[Start Exercise data]

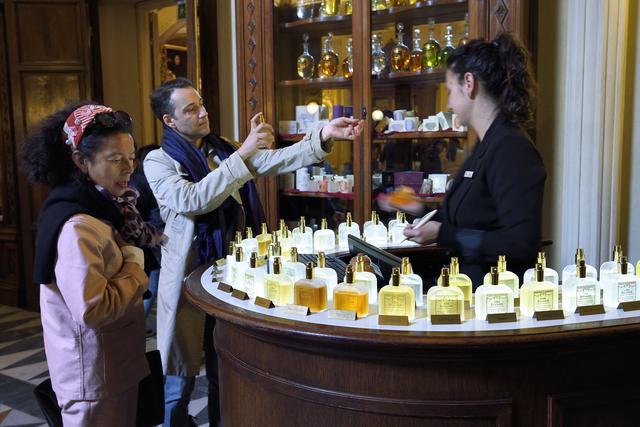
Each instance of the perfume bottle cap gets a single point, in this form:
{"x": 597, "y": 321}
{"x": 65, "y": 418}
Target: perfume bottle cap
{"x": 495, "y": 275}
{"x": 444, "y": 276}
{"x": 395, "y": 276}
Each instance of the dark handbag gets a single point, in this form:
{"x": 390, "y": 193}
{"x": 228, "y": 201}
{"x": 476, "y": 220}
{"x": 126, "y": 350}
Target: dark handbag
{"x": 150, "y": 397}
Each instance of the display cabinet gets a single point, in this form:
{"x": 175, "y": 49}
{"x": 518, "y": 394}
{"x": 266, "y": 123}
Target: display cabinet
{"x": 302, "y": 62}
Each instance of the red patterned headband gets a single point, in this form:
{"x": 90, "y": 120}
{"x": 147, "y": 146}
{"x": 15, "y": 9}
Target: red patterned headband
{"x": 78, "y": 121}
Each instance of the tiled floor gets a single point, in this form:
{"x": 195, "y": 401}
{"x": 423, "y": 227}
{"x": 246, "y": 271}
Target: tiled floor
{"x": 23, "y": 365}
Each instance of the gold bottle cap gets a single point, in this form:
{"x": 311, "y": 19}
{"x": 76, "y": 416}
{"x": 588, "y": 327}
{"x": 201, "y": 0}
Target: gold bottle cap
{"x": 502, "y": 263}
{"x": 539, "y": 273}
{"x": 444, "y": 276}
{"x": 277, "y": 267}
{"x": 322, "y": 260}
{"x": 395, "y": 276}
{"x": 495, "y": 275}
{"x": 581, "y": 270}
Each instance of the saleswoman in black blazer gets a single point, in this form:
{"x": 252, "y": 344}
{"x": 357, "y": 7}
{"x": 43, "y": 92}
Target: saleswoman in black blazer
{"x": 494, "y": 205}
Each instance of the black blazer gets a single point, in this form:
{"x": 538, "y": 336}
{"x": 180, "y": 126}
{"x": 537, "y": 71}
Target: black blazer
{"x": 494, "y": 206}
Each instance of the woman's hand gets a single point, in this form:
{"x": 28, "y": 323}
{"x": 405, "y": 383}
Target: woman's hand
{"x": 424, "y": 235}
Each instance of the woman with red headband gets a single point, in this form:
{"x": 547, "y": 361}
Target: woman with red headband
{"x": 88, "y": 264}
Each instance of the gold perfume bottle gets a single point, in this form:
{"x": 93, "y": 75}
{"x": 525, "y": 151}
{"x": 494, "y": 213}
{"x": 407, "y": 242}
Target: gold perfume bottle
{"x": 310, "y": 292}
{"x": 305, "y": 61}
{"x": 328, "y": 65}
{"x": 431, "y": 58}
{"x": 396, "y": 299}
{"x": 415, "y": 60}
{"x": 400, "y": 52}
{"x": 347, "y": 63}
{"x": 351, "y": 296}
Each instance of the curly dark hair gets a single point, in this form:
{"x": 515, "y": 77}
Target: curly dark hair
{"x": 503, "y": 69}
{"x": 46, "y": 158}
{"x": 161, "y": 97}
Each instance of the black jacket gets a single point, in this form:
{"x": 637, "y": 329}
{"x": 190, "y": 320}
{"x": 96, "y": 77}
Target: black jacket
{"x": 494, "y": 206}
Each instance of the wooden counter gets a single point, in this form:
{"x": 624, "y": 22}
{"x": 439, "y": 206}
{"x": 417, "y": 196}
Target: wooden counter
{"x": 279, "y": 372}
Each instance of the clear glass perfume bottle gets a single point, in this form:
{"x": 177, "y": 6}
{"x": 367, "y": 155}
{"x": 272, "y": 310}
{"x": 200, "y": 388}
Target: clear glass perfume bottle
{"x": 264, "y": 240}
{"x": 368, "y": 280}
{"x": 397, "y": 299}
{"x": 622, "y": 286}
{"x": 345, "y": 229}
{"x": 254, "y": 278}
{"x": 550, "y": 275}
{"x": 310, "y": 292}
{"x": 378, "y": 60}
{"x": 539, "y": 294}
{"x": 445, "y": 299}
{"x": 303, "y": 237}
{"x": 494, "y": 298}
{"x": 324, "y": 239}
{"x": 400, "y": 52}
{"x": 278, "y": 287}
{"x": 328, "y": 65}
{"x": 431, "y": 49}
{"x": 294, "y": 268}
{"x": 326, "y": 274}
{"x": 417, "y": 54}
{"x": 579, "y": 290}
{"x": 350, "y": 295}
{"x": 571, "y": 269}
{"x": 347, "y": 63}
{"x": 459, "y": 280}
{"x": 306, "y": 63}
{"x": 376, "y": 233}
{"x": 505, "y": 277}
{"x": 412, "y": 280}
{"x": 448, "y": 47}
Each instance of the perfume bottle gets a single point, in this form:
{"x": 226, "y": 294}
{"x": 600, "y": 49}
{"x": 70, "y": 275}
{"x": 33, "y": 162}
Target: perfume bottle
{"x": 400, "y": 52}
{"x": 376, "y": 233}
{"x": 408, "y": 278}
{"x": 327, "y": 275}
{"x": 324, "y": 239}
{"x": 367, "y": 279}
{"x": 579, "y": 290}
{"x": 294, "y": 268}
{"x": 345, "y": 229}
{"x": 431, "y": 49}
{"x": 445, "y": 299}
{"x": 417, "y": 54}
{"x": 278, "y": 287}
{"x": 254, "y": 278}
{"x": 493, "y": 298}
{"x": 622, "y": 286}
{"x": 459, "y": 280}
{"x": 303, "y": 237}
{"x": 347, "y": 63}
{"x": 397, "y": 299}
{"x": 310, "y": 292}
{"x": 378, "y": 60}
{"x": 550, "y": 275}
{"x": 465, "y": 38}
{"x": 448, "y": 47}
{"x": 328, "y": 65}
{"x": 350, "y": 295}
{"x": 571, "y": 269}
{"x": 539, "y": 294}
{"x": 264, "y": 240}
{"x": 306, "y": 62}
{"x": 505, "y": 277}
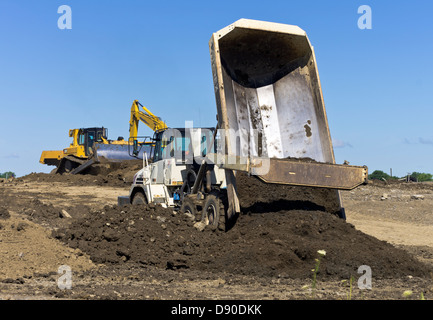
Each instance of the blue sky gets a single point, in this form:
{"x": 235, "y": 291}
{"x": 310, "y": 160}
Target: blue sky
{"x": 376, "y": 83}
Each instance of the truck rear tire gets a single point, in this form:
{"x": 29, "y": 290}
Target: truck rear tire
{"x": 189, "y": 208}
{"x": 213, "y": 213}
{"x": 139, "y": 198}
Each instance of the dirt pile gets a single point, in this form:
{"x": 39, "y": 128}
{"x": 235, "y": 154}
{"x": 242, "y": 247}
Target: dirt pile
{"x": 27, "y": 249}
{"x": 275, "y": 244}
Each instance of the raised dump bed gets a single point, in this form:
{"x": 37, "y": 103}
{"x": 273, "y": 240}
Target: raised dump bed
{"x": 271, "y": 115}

[End Exercise data]
[Start Exercise data]

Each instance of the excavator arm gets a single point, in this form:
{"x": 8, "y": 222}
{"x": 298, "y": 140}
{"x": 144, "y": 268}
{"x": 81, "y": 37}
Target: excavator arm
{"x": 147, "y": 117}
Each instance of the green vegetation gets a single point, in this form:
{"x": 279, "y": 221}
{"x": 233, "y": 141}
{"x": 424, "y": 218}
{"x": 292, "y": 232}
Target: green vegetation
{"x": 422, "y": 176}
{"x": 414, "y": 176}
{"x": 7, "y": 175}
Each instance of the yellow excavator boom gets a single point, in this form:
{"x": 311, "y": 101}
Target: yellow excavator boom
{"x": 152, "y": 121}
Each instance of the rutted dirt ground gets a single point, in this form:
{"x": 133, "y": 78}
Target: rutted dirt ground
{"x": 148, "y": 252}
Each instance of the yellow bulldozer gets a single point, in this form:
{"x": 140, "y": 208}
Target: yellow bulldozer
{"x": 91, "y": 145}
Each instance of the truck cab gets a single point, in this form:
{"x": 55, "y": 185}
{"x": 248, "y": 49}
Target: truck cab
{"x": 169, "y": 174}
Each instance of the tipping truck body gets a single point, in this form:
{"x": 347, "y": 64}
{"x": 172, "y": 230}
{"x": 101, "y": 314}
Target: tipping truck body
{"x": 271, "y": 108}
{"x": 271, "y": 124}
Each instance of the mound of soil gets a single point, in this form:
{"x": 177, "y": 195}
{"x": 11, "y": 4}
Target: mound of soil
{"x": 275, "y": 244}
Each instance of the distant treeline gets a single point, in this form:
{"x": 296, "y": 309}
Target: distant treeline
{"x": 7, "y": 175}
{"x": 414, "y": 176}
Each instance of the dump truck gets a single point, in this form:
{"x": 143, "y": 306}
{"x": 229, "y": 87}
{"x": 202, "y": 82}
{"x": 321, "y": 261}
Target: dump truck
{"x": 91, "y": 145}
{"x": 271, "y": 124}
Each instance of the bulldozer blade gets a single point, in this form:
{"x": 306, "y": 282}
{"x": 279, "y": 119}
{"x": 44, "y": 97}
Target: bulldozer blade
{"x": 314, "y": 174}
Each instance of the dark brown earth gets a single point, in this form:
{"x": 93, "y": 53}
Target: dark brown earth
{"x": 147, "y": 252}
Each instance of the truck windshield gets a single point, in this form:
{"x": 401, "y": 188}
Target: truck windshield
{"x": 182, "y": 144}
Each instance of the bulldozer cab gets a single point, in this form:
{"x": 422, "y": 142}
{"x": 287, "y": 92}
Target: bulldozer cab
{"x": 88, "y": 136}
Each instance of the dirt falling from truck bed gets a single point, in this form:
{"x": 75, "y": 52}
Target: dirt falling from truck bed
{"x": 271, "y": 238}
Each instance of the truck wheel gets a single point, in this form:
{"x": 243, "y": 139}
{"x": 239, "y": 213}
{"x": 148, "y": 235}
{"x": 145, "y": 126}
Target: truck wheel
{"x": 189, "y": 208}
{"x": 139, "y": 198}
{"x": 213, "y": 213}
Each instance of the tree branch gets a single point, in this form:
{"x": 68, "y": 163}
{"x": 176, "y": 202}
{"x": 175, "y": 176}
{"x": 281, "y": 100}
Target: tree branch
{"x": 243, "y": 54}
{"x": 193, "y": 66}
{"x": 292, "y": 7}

[End Exercise data]
[Start Exercise data]

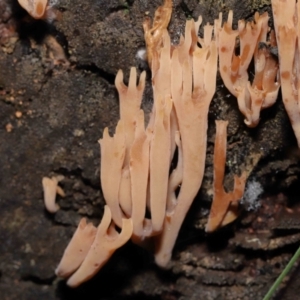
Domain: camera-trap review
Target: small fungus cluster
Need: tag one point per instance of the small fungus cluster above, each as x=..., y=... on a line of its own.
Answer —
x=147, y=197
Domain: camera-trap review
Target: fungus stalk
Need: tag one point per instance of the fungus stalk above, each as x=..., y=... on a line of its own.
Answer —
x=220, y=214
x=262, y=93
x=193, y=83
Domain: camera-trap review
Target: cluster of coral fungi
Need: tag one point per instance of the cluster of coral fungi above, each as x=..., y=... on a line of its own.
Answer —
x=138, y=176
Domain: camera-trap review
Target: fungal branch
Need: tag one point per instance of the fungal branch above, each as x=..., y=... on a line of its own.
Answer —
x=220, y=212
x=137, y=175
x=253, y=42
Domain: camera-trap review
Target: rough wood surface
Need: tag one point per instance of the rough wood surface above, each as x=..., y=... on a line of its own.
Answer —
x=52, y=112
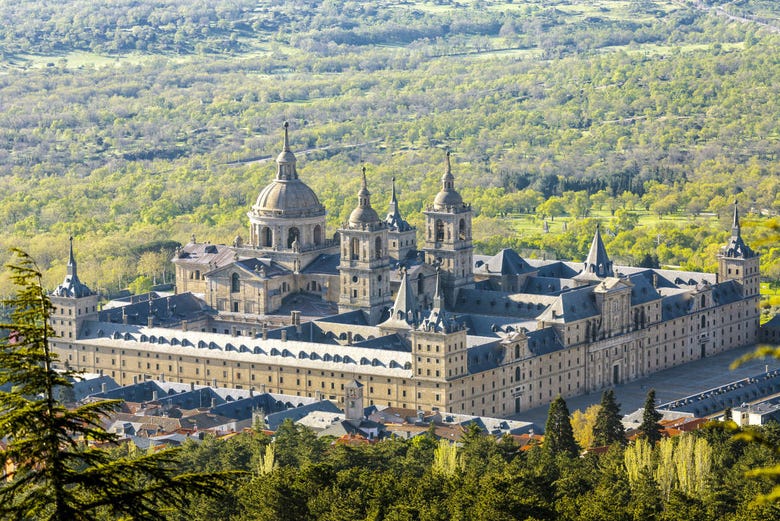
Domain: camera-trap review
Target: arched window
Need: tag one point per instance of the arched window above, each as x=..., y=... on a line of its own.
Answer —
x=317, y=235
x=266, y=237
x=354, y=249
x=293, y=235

[End Exercise data]

Tally the lines across the items that contain the word "handbag", and give only that number.

**Complete answer**: 2